Following is an interview with James Taylor, the lead developer of Phoenix.
InfoQ: Why would you provide an SQL interface to a Non-SQL data store? There are lots of other SQL solutions out there.
JT: Existing SQL solution aren't typically horizontally scalable, so they hit a wall when the data size gets too big. As far as why we put a SQL interface on HBase, a NoSQL data store, there are several reasons:
- Use of a well-understood language like SQL makes it easier for people to use HBase. Rather than learn another proprietary API, they can just use the language they're used to to read and write their data.
- Writing in a higher level language like SQL reduces the amount of code you have to write. For example, using Phoenix you could write a query like this to get at your web stats data (and I wouldn't want to guess at how many lines that would be using the native HBase APIs, but it would be a lot):
- TRUNC(DATE,'DAY') DAY,
- SUM(CORE) TOTAL_CPU_Usage,
- MIN(CORE) MIN_CPU_Usage,
- MAX(CORE) MAX_CPU_Usage
- FROM WEB_STAT
- WHERE DOMAIN LIKE 'Salesforce%'
- GROUP BY TRUNC(DATE,'DAY');
- Putting an abstract like SQL between data access and runtime execution allows for lots of optimizations to take place when the query is executed. For example, in the case of a GROUP BY query, we can take advantage of a nifty feature in HBase called coprocessors. This feature allows us to execute Phoenix code on the HBase server. So the aggregation can be done on the server side, instead of the client side, thus reducing the amount of data exchanged between the client and server dramatically. In addition, Phoenix will parallelize the running of the GROUP BY on the client, by chunking up the scans based on ranges of your row key. By doing the work in parallel, you'll get your results back much quicker. All these optimizations take place without the user having to do anything but issue a query.
┄┄┄┄┄┄┄┄┄┄
* **Goal of the exercise**: From the Phoenix interview above, copy word for word the passage between "Following is an" and "solutions out there.", inclusive.
┄┄┄┄┄┄┄┄┄┄
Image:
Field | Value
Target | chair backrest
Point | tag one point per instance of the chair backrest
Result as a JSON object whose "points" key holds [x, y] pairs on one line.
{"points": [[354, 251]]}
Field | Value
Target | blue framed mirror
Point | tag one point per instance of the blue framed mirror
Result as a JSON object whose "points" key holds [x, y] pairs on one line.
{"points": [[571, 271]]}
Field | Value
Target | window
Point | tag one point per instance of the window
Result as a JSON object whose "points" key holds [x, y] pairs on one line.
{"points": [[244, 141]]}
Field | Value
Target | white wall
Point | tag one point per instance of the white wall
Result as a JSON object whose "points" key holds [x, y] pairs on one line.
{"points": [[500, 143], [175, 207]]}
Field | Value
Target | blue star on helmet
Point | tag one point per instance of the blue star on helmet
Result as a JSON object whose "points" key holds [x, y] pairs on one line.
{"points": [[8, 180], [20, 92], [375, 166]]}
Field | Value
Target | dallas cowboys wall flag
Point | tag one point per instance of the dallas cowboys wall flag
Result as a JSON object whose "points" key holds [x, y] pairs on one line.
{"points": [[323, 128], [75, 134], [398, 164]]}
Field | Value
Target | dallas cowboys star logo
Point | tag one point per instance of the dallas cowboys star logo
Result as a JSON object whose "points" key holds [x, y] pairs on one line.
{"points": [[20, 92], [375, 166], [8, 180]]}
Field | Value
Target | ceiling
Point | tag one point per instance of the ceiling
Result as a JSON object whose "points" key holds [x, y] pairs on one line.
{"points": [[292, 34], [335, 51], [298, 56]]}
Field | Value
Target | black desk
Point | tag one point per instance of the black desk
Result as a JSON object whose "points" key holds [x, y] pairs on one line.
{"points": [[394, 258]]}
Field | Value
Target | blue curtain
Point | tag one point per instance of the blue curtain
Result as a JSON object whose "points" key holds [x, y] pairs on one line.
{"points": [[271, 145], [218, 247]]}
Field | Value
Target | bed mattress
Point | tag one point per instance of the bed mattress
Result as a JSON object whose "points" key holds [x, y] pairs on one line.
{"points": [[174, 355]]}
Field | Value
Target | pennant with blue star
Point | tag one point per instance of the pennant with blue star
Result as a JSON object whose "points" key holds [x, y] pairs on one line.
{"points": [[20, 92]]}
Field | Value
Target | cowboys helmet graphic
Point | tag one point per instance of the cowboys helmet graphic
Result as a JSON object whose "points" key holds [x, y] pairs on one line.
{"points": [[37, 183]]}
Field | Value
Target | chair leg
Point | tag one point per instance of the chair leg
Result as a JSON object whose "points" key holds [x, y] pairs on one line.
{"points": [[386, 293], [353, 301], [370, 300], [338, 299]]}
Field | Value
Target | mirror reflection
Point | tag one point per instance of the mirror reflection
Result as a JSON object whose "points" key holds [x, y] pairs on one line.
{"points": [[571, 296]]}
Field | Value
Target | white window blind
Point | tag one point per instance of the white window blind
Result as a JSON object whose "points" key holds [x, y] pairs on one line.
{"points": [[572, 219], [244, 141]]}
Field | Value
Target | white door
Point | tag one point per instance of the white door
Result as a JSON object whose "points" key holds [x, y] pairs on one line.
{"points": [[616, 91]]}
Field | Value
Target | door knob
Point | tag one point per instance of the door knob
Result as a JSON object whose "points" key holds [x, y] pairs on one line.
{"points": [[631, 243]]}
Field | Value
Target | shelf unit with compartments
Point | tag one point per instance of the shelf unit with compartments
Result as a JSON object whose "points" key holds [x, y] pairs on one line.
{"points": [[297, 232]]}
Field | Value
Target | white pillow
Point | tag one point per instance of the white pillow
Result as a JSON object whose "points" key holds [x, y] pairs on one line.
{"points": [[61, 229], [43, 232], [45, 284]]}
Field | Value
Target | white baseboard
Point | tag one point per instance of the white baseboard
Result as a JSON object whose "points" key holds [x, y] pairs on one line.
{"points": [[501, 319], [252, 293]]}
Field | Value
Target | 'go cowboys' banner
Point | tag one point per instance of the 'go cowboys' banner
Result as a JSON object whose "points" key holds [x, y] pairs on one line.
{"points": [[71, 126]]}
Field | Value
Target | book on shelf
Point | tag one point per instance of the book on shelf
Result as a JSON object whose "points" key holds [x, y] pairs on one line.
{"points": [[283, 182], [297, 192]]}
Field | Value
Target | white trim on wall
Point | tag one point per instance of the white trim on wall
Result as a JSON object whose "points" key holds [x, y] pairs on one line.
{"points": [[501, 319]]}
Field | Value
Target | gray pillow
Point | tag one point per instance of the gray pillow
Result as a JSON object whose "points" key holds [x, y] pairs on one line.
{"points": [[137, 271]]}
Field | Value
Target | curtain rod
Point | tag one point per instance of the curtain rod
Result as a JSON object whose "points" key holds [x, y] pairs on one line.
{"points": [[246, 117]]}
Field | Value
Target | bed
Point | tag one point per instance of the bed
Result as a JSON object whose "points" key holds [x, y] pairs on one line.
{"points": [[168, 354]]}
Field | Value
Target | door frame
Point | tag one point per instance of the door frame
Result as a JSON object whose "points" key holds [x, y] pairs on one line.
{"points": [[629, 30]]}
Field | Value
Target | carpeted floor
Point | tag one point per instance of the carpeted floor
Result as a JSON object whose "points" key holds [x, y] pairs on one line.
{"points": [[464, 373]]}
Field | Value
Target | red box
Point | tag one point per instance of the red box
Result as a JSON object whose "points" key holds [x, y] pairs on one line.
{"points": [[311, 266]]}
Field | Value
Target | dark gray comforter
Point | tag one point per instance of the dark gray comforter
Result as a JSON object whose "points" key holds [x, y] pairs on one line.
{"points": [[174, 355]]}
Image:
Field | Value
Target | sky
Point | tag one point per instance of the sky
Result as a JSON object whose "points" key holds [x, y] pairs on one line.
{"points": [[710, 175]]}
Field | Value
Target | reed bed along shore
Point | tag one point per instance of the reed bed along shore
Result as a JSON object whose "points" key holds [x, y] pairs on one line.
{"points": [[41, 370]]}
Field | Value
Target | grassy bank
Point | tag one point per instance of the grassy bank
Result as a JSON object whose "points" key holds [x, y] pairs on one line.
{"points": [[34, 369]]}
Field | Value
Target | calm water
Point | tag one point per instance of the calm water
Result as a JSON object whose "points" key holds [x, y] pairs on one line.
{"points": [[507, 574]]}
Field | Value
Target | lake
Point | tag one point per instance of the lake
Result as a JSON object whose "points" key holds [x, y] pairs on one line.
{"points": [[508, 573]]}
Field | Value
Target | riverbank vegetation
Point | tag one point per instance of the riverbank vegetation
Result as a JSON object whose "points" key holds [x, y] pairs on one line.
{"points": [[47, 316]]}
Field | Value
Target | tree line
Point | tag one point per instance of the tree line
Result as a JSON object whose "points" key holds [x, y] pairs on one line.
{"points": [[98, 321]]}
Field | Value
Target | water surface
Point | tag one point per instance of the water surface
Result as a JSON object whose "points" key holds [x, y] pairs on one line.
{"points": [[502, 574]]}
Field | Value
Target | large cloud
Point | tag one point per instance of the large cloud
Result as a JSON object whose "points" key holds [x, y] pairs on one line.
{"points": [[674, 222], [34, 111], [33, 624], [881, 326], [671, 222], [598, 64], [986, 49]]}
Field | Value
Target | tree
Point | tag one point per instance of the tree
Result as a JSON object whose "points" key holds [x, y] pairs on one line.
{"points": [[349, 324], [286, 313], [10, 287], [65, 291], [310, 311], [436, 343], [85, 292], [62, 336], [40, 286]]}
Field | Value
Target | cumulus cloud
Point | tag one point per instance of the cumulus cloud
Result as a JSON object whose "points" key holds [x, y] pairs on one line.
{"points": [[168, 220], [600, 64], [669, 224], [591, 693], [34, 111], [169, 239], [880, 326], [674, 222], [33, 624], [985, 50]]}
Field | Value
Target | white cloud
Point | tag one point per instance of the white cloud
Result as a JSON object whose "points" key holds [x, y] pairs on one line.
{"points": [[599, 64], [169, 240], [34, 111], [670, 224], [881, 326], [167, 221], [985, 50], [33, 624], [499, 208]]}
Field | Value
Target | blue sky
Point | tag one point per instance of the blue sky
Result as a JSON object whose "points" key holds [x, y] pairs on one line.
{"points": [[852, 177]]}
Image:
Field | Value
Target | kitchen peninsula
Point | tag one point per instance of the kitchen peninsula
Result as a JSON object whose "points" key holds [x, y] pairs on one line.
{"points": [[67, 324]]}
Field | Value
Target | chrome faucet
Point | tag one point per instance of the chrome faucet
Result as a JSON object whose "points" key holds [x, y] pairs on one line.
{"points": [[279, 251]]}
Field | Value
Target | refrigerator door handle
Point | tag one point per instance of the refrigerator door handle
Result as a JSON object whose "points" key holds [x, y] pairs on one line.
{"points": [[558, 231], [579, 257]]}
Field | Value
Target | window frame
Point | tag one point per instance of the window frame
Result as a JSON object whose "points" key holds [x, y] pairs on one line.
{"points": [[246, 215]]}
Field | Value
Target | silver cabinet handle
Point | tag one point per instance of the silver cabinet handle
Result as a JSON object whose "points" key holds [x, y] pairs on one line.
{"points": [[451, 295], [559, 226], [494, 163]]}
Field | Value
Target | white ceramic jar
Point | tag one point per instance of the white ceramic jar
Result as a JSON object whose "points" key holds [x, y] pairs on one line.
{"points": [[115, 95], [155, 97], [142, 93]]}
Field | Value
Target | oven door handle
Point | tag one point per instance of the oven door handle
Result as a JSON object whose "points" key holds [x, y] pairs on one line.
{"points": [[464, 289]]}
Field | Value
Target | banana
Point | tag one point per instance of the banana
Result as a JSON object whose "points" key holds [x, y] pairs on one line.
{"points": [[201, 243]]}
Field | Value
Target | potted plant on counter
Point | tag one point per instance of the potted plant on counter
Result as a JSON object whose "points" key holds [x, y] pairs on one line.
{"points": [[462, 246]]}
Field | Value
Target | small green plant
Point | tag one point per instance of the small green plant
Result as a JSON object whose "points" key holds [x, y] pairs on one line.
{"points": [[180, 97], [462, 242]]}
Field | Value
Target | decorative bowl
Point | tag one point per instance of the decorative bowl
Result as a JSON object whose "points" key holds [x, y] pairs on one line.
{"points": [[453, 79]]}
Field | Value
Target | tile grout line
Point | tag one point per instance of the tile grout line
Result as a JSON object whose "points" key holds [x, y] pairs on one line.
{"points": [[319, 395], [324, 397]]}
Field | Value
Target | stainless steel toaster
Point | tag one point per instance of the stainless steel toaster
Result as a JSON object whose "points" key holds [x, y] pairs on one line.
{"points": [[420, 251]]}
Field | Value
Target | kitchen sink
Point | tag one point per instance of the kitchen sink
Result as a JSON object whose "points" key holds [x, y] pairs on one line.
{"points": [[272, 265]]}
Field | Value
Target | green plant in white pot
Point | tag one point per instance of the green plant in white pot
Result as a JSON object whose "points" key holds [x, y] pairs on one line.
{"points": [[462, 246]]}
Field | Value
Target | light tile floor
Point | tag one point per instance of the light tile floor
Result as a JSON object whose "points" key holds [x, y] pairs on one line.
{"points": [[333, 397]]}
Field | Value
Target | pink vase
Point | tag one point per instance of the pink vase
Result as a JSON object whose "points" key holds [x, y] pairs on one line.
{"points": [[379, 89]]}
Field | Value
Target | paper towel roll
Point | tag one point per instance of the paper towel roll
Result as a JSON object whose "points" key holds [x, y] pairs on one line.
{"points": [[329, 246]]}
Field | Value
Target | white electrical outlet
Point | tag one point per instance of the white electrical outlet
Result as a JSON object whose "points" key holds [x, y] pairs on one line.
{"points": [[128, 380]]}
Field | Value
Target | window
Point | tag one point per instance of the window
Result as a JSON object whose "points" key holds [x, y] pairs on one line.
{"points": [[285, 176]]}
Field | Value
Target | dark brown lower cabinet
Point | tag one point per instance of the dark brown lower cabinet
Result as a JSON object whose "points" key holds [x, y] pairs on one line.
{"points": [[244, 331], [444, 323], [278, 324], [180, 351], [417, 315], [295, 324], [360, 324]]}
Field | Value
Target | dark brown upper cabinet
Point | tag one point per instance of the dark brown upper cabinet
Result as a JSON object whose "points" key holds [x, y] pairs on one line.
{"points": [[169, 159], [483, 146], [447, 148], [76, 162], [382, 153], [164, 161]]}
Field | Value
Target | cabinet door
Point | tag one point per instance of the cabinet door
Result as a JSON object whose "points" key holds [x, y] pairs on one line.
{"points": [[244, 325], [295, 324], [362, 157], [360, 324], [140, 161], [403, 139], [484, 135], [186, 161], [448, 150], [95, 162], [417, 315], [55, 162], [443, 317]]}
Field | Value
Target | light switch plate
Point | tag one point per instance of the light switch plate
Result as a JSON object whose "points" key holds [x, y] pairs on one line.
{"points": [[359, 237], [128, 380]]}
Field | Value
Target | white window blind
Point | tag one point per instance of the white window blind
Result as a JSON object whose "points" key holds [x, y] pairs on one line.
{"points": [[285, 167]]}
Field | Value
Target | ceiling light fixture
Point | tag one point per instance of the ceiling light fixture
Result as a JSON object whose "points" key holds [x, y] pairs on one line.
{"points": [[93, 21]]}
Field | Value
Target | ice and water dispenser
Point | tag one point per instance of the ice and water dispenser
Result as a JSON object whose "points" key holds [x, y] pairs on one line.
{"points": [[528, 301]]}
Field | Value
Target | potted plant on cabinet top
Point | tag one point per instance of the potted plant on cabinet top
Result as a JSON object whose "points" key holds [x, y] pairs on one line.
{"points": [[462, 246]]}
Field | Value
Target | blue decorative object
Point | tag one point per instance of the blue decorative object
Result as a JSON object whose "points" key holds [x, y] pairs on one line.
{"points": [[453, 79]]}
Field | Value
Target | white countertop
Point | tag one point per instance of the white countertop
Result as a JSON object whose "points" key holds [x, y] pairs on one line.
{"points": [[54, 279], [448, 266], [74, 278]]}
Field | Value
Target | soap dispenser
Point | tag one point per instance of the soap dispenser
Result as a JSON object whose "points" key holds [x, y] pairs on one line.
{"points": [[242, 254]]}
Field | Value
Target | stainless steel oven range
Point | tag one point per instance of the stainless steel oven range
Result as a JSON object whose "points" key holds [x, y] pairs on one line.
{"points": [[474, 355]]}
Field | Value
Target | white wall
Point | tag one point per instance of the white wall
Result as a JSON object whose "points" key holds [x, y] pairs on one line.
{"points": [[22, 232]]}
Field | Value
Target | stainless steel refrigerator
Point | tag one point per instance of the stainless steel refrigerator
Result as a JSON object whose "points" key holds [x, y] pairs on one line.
┄┄┄┄┄┄┄┄┄┄
* **Result**:
Following is an interview with James Taylor, the lead developer of Phoenix.
InfoQ: Why would you provide an SQL interface to a Non-SQL data store? There are lots of other SQL solutions out there.